TEXT PASSAGE –
_ _ _ _ _

January Fifteenth by Rachel Swirsky
Publsihed by Tor.com on June 14, 2022
January 15 is Universal Basic Income Day, the holiday when everyone collects their money. UBI was born in “an extraordinary act of political will” after the world reached the brink of nuclear war. People were so happy to be alive, Janelle explains, that they decided to save the world, settling on UBI as the solution. Maybe the concept is Rachel Swirsky’s reaction to pandemic payments made to people who didn’t need them. The book’s premise doesn’t necessarily make sense (the link between nuclear annihilation and a universal income is less than clear), but it provides the foundation for the story that follows.
Janelle supported the idea of making things better, but now realizes that “making things better doesn’t always work.” Almost as soon as UBI was enacted, the wealthy began looking for ways to take it away from those who need it the most, particularly if they have dark skin (like Janelle) or are naturalized citizens. Inevitably, some of those who could have used the money productively spend it on drugs or cults. Janelle’s sister believes reparations would be more just than UBI. One of Swirksy’s points seems to be that society can help people but can’t force people to help themselves.
Unfortunately, Swirsky seems to have been more interested in making points than in telling a cohesive story. January Fifteenth follows four sets of characters who are linked only by the fact that their stories unfold on UBI Day.
Janelle and Nevaeh are sisters conducting interviews for aggregators, gathering reactions to UBI Day. They ask school kids how their parents will spend their money. They enter banks and talk to people who are depositing their checks. They talk to shoppers in malls. Some people blame UBI for breeding laziness and encouraging people not to get jobs, but nobody seems to be refusing the money. Apart from offering transcripts of other people’s reactions to UBI, the chapters that follow Janelle and Nevaeh focus on their sibling relationship, how they were raised, and how Janelle is raising Neveah now that their parents are dead.
Hannah is having issues with her violent ex-wife. They have two sons to whom ex-wife Abigail gave birth, but Hannah is keeping them in hiding with the help of an older woman who has military training and doesn’t take Abigail’s crap.
Sarah is a pregnant fifteen-year-old who needs to see mainstream Mormon social workers. Sarah is married to a non-mainstream husband whose other wives are regarded as Sarah’s sister-wives. Sarah doesn’t appreciate being judged by the mainstreams.

_ _ _ _ _

EXPLORE THE MATERIAL –
**A)** Edit the passage of the book review that opens with "Janelle and Nevaeh are" and closes with "take Abigail’s crap.", putting "customers" in place of "shoppers".
**B)** Resume the book review after its final sentence and carry it further.
The rows come from a different source than the book review.

_ _ _ _ _

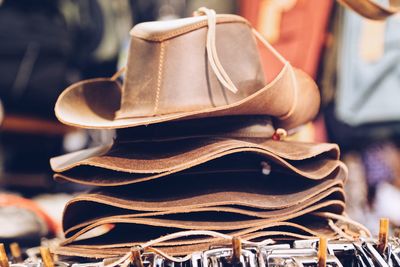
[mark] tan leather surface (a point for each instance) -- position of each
(135, 162)
(372, 10)
(171, 79)
(180, 193)
(281, 230)
(149, 228)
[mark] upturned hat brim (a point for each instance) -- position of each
(93, 103)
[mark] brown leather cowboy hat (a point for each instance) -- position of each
(203, 66)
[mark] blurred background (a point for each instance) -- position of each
(46, 45)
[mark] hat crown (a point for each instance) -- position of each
(168, 70)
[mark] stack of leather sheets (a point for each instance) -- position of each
(196, 150)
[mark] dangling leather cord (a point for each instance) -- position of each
(213, 58)
(147, 246)
(345, 219)
(218, 69)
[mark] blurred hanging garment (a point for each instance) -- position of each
(293, 27)
(35, 47)
(368, 71)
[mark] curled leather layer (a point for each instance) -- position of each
(254, 195)
(132, 162)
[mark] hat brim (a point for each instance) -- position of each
(127, 163)
(93, 104)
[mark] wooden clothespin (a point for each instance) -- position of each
(3, 256)
(322, 251)
(383, 234)
(16, 252)
(136, 258)
(46, 257)
(236, 249)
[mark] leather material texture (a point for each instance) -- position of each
(180, 193)
(168, 77)
(195, 160)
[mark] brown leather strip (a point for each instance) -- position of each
(148, 161)
(202, 225)
(332, 194)
(255, 191)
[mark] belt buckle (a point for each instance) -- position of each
(221, 257)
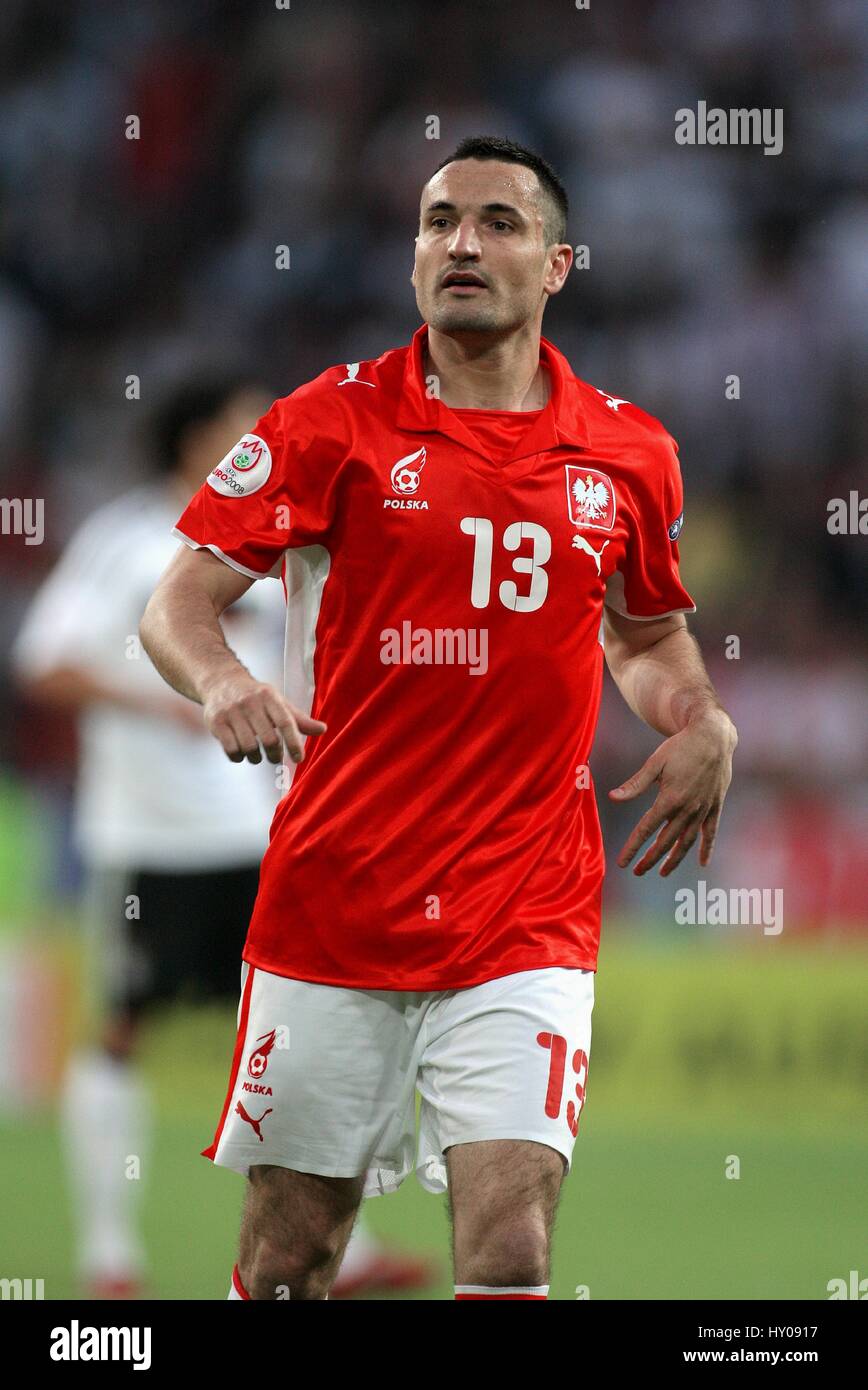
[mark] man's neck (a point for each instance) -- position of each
(501, 375)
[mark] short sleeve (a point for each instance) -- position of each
(271, 492)
(647, 584)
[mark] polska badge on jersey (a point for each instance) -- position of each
(590, 498)
(244, 470)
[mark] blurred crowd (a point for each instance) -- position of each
(309, 128)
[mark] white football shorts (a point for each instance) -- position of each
(323, 1077)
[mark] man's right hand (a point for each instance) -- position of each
(242, 713)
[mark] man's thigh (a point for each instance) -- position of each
(507, 1059)
(302, 1215)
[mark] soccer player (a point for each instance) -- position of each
(171, 836)
(463, 528)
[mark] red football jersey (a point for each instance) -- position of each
(444, 617)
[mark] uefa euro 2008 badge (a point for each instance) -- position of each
(244, 470)
(590, 498)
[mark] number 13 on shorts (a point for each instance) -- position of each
(557, 1069)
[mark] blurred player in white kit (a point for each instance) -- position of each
(171, 834)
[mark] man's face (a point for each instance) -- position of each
(481, 262)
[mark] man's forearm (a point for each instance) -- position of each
(666, 684)
(182, 635)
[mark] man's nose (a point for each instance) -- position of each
(465, 241)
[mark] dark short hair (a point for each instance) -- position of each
(494, 148)
(188, 405)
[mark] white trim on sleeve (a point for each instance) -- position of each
(227, 559)
(615, 599)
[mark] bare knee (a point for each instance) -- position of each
(505, 1250)
(294, 1232)
(302, 1271)
(504, 1194)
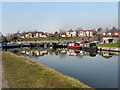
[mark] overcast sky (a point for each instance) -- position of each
(53, 16)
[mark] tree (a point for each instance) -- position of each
(56, 34)
(99, 29)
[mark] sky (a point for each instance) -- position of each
(54, 16)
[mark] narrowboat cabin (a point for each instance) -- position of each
(89, 46)
(74, 46)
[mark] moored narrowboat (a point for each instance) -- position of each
(74, 46)
(89, 46)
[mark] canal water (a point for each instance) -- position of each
(96, 69)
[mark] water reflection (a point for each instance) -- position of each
(96, 69)
(62, 52)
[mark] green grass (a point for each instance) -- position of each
(109, 45)
(53, 38)
(24, 73)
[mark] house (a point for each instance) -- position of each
(85, 33)
(71, 33)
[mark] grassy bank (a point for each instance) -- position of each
(53, 38)
(109, 45)
(24, 73)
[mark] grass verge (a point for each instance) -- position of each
(117, 45)
(24, 73)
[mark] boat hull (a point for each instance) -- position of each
(79, 48)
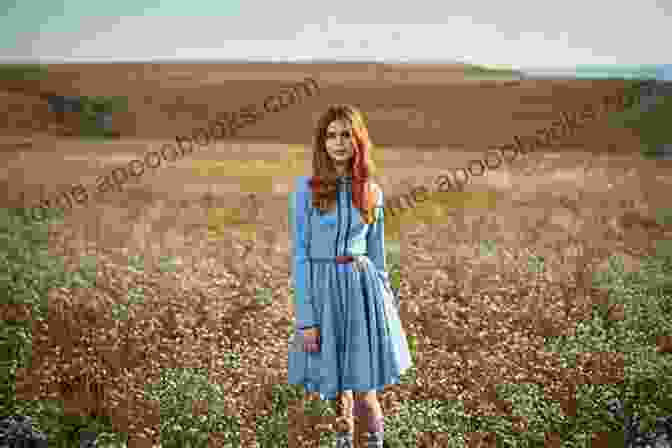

_ _ _ _ _

ANSWERS PER TASK –
**A)**
Janelle and Nevaeh are sisters conducting interviews for aggregators, gathering reactions to UBI Day. They ask school kids how their parents will spend their money. They enter banks and talk to people who are depositing their checks. They talk to customers in malls. Some people blame UBI for breeding laziness and encouraging people not to get jobs, but nobody seems to be refusing the money. Apart from offering transcripts of other people’s reactions to UBI, the chapters that follow Janelle and Nevaeh focus on their sibling relationship, how they were raised, and how Janelle is raising Neveah now that their parents are dead.
Hannah is having issues with her violent ex-wife. They have two sons to whom ex-wife Abigail gave birth, but Hannah is keeping them in hiding with the help of an older woman who has military training and doesn’t take Abigail’s crap.

**B)**
Olivia is partying with other students from elite colleges on UBI Day. Rich people are competing to waste their UBI money creatively, but Olivia hasn’t entered the contest. She’s tripping on something similar to Ecstasy while two other party goers, a male and a female, argue about whether Olivia consented to the sex she had with the male.
The permutations of gender play a strong background role in the novel. Nevaeh changed her birth-assigned gender. Janelle is uncomfortable interviewing children because some parents become upset when she asks kids about their preferred gender pronouns. (To Janelle, the question is only polite.) Janelle and Nevaeh argue about teen slang for gender, which has broadened considerably in this near future. Janelle prefers traditional terms like trans, cis, and nonbinary, but traditional is the last thing that language ever wants to be.
Class is another social issue that receives prominent attention. Wealthy people euphemistically refer to the poor as “the mobile class.” Janelle has heard rumors that Native women have been told they must be sterilized to collect their UBI.
The story’s emphasis on various social issues — rape and domestic violence, race and class and gender, oppression in its many forms, bulimia, the impact of religious cults on teenage girls, social welfare — deprives the novel of focus. The story is scattered through the four sets of characters who seemingly exist only to allow Swirksy to check as many social-issue boxes as she could, I’m all in favor of science fiction that asks how social issues might be addressed in the future, but none of the issues here benefit from the deep dive that sf at its best provides.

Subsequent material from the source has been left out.